Excerpt provided:

◇ ◇ ◇

What does that conversation sound like?
It’s an honest and open one, and it’s about establishing your satisfaction within the relationship and interest in discovering a new part of yourself—or a different version altogether.
“The key to both bringing it up to a partner and having a positive experience is seeking what you’re seeking in yourself,” says Luterman. “For example, you can say, ‘I love us, I’m satisfied with us. But there’s a part of me that doesn’t present in this relationship, that I’m looking to experience in my life, and I believe that the best way to do that is to pursue a relationship so that part of me feels active.”
That’s what Cassidy appreciates most about her relationships. “I’ve loved the diversity of experiences that I’ve been able to have,” she says. “Each partnership opens a door to exploring new things or getting to express different parts of myself.”
Great! Now, how do we set boundaries?
The most important thing is ensuring all parties in a polyamorous relationship are practicing safe sex, and that means open communication between all partners and operating in absolutes. For example, always using protection.
By beginning a relationship with this kind of boundary, you can avoid anxiety-provoking discussions that can build discomfort and make arousal less accessible, says Luterman, who adds, “Remember: in all sexual encounters, sex is only as good as you are relaxed.”
She also suggests having markers for when it’s time to “open and close the chapters of a relationship.” For example, if a partner becomes pregnant and vulnerability heightens, Luterman encourages individuals to revisit those conversations and possibly set new boundaries.
Cassidy says the only parameters she considers are ones she can set for herself, such as emotional and physical availability.
“Too often rules get thrown into polyamorous relationships as a means for controlling what another person can do, and that is ultimately harmful and limiting,” she says. “Boundaries are about what you as an individual have the capacity to engage with or not engage with, and aren’t things you can set for another person.”
Her suggestion is to think along the lines of capacity—how much do you have and what can you bring to additional relationships? From there, partners can work out where their capacities and boundaries overlap and develop agreements based on what you want your relationship to grow into or the specific ways you want to be there for each other.
How do you approach bigger commitments?

◇ ◇ ◇

List of tasks:
#1 According to the excerpt on polyamorous relationships, what is the most important thing when setting boundaries?
#2 Repeat a passage from the excerpt on polyamorous relationships, starting with "It’s an honest" and going on through "we set boundaries?".
The records come from a source unrelated to the excerpt on polyamorous relationships.

◇ ◇ ◇

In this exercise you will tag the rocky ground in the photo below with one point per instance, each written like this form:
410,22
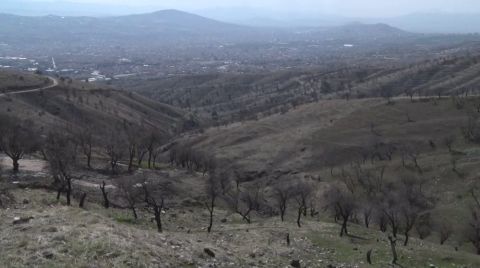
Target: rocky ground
38,231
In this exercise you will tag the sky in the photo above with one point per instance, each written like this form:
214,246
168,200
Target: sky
348,8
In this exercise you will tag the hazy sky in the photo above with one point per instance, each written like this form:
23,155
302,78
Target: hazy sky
363,8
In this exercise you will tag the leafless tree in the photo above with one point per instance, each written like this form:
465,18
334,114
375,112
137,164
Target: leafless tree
115,149
85,139
61,156
342,204
449,141
281,195
244,200
130,189
213,191
106,201
16,139
472,228
444,228
154,197
152,141
301,193
424,226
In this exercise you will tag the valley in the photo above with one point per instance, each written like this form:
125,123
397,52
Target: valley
167,139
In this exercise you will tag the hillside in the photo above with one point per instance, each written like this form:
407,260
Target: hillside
79,103
13,81
60,236
163,27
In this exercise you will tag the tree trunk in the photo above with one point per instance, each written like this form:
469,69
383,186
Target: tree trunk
82,200
407,235
89,161
149,159
299,216
210,224
16,166
69,191
59,192
158,219
106,202
393,248
134,211
130,163
344,229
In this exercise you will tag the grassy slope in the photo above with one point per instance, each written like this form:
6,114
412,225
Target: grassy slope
60,236
78,103
12,81
296,145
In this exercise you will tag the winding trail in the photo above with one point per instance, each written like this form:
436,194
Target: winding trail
52,85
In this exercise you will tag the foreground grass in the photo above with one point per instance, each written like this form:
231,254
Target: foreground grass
60,236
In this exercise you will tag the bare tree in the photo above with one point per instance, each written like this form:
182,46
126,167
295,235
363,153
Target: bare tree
213,191
281,196
130,191
115,149
244,200
445,230
302,193
152,141
61,156
472,228
86,141
155,202
342,204
17,138
106,201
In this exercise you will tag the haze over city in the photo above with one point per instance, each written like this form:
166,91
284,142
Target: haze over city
237,134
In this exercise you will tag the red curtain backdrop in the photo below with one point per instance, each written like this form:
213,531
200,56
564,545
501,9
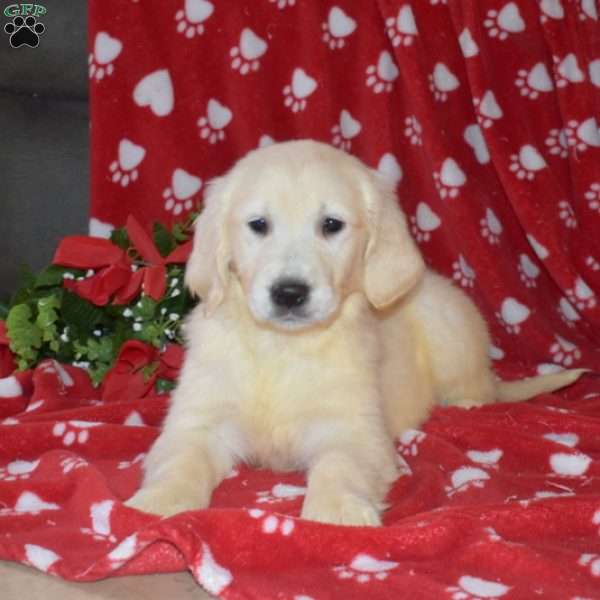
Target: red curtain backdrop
486,114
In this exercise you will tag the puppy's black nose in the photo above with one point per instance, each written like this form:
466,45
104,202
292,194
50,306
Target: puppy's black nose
289,293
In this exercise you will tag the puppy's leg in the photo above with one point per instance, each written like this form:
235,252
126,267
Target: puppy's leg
349,477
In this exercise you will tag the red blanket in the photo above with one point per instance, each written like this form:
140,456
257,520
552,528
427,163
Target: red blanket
485,113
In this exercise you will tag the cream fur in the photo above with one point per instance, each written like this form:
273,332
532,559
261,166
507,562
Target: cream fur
383,339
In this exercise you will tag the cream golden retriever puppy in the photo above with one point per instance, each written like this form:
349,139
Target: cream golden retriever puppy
320,337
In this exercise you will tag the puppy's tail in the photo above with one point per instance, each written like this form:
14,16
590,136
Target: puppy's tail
507,391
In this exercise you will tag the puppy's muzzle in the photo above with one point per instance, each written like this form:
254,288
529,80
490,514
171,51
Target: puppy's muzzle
290,294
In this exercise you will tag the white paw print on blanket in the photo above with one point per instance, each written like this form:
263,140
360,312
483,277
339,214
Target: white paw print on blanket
413,130
581,295
528,271
338,26
271,523
190,19
100,517
593,196
212,125
423,222
18,470
245,56
410,440
491,228
564,352
364,568
73,431
534,81
126,464
442,81
179,196
300,88
504,22
463,272
380,77
551,9
475,588
567,214
567,70
343,133
124,169
567,312
512,315
449,179
488,109
402,29
525,164
592,562
280,492
466,478
106,50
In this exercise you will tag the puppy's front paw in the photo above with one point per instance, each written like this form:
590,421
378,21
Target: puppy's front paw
164,502
341,509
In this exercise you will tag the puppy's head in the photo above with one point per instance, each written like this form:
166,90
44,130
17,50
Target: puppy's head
301,225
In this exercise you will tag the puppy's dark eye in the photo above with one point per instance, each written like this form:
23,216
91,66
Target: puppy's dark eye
260,226
331,226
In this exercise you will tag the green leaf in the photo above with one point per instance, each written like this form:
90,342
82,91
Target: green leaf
164,241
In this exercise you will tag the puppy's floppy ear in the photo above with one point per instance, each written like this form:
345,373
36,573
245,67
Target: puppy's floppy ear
393,263
207,270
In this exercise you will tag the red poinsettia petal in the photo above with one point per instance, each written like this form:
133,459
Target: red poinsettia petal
155,281
142,241
180,254
84,252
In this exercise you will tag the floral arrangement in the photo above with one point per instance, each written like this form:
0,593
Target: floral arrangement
105,305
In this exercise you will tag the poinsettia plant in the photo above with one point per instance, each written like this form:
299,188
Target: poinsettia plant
97,295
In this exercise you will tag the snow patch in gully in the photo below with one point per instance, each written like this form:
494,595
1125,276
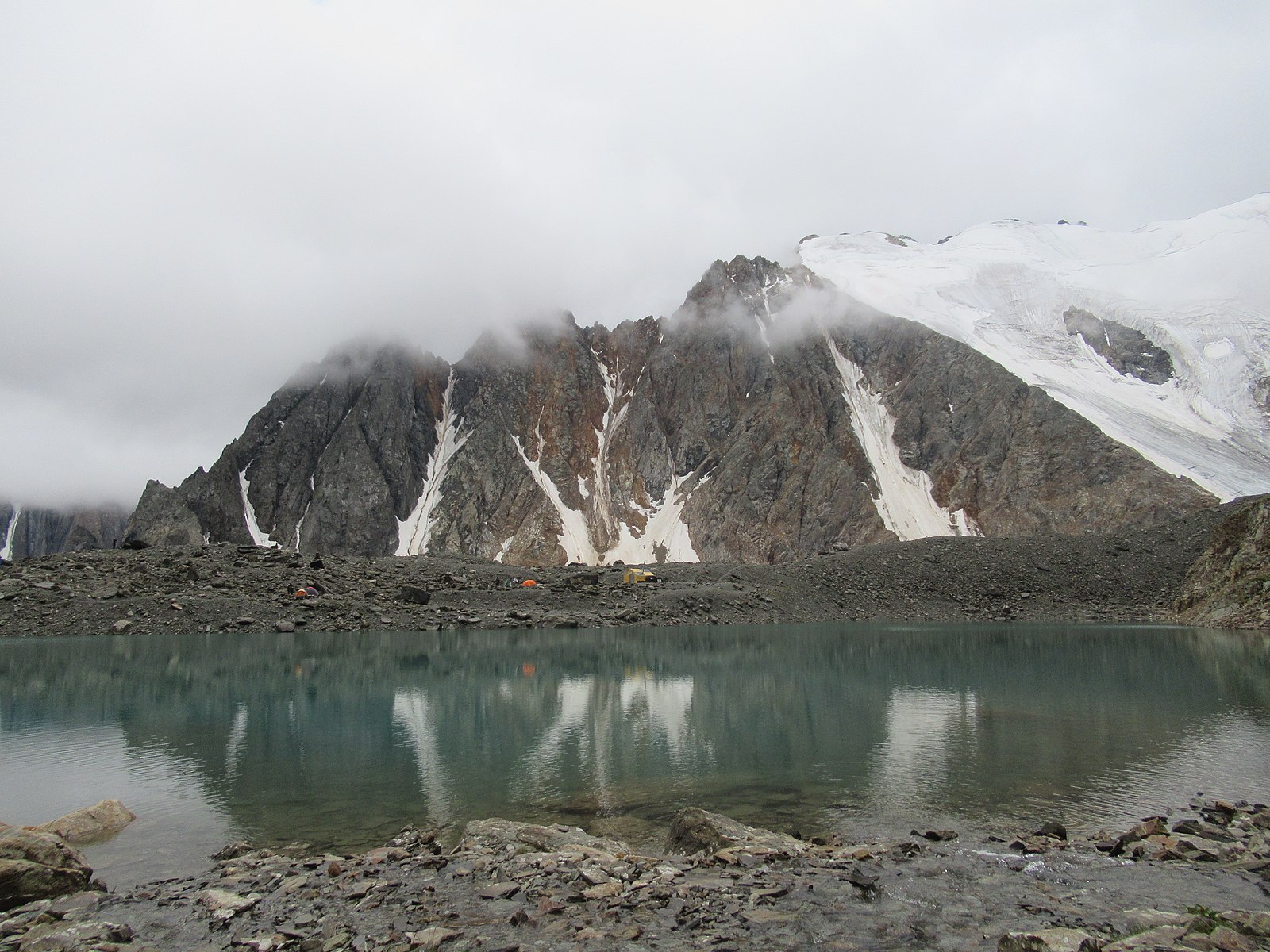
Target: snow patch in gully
414,532
905,498
253,527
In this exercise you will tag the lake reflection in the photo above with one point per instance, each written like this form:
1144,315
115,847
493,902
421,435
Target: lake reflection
342,739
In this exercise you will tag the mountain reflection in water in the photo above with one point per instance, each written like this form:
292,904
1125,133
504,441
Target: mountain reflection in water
340,740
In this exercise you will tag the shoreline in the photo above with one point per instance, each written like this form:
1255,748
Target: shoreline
1128,577
715,885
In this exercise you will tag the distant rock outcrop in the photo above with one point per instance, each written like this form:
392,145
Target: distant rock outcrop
768,419
1128,351
1229,587
27,532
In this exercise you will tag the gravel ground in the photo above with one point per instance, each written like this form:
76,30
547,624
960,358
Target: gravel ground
1127,577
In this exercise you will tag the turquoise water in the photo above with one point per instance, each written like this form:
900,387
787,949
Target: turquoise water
340,740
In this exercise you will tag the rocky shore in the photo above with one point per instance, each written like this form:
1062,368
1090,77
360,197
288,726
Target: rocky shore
1194,880
1137,575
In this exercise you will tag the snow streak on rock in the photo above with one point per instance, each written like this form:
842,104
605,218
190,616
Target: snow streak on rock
253,528
598,536
416,531
575,536
10,533
1198,289
300,522
601,499
664,536
905,497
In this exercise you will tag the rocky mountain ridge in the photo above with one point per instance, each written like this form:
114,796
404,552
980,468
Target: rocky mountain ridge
27,532
768,419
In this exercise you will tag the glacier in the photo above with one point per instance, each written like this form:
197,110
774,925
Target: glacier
1199,289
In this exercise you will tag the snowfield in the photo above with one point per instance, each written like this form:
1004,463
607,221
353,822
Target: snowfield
1199,289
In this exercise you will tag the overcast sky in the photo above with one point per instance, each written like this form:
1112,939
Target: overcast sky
197,197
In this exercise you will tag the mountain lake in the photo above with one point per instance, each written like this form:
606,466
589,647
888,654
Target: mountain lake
864,730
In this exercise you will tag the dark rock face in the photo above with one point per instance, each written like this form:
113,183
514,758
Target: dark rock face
162,518
29,532
1128,351
1229,587
751,425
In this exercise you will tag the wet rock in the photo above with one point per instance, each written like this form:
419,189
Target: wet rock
431,939
37,865
225,905
499,890
92,823
414,594
495,835
698,831
1049,941
1162,937
233,850
1053,829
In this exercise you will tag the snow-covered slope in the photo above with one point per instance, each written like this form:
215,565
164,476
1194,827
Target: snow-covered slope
1198,289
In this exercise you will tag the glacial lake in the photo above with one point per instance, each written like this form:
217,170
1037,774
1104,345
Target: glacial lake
340,740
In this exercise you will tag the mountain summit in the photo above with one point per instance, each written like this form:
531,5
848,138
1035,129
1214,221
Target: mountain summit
1013,380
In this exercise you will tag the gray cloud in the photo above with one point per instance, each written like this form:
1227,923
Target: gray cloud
198,198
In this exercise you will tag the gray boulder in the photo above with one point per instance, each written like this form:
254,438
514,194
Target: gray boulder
695,831
37,865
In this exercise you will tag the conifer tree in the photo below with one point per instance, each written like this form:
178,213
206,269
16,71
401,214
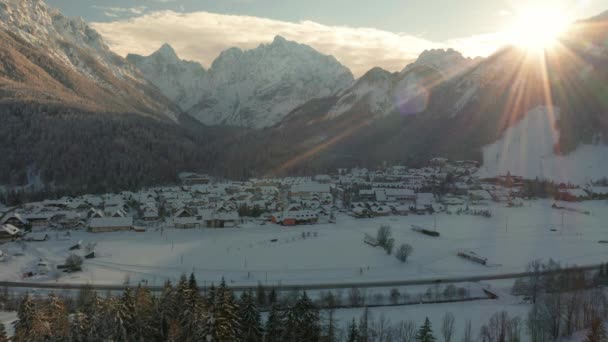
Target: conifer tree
192,283
3,336
144,308
353,332
302,321
274,325
425,334
225,315
250,319
272,297
30,325
57,317
114,313
166,315
330,327
597,332
78,327
127,313
260,295
364,326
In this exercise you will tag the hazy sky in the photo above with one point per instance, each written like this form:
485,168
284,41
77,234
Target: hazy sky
360,33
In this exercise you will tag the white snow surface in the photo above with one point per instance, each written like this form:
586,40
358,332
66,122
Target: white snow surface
528,149
46,27
510,239
252,88
383,93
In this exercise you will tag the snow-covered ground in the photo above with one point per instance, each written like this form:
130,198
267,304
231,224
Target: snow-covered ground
479,312
7,318
247,255
528,149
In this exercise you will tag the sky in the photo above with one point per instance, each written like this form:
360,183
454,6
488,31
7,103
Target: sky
361,34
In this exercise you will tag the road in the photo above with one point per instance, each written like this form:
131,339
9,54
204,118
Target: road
324,286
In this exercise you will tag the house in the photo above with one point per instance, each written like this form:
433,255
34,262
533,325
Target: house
110,224
400,195
222,220
40,219
95,213
115,211
8,232
479,195
307,189
598,192
187,222
424,203
292,218
188,178
150,214
15,219
571,195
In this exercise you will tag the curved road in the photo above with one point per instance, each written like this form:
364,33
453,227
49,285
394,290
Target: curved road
324,286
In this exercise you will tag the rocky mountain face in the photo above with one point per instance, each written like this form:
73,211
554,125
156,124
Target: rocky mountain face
77,117
253,88
57,58
183,82
426,111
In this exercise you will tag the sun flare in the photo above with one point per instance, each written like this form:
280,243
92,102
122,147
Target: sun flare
538,29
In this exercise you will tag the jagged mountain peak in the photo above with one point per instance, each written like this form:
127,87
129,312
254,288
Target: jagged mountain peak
448,61
279,40
166,51
252,88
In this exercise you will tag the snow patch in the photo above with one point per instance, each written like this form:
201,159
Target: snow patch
528,149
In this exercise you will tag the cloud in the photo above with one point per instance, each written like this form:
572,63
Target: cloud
115,12
201,36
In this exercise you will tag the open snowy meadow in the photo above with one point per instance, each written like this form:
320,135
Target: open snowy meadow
328,253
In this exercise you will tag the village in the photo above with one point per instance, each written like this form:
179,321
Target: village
360,200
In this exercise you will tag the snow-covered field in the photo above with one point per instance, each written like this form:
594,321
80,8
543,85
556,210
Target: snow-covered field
479,312
333,252
7,318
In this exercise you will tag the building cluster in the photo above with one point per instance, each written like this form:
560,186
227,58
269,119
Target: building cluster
204,202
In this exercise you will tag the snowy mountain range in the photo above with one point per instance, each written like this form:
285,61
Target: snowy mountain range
141,117
62,59
253,88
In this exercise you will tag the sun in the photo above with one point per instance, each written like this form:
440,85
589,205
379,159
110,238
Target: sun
538,29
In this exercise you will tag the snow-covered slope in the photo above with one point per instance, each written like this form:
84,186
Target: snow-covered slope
181,81
381,92
80,69
253,88
529,149
46,27
449,62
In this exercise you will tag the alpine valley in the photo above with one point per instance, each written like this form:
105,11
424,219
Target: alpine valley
77,117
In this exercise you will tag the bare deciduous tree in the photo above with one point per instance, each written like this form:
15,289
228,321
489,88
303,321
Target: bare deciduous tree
447,327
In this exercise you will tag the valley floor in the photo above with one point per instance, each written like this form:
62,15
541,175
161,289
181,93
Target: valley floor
331,253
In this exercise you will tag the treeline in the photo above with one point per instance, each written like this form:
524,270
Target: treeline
185,313
72,152
564,300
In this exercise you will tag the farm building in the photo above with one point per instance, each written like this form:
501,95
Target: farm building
400,195
187,222
15,219
223,220
40,219
8,232
571,195
292,218
110,224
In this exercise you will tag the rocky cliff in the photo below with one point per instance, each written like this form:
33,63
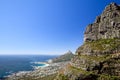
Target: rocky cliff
107,25
99,56
103,36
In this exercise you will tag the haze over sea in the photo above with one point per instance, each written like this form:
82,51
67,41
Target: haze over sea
14,63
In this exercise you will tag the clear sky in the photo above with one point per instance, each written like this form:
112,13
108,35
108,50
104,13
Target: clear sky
46,26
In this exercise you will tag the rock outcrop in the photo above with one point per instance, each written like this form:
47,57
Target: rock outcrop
106,26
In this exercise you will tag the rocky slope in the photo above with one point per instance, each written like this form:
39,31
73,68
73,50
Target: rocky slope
106,26
99,56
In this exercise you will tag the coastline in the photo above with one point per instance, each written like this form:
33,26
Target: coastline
45,64
39,72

◇ ◇ ◇

Set of answers:
#1 Ensuring that all parties in a polyamorous relationship are practicing safe sex.

#2
It’s an honest and open one, and it’s about establishing your satisfaction within the relationship and interest in discovering a new part of yourself—or a different version altogether.
“The key to both bringing it up to a partner and having a positive experience is seeking what you’re seeking in yourself,” says Luterman. “For example, you can say, ‘I love us, I’m satisfied with us. But there’s a part of me that doesn’t present in this relationship, that I’m looking to experience in my life, and I believe that the best way to do that is to pursue a relationship so that part of me feels active.”
That’s what Cassidy appreciates most about her relationships. “I’ve loved the diversity of experiences that I’ve been able to have,” she says. “Each partnership opens a door to exploring new things or getting to express different parts of myself.”
Great! Now, how do we set boundaries?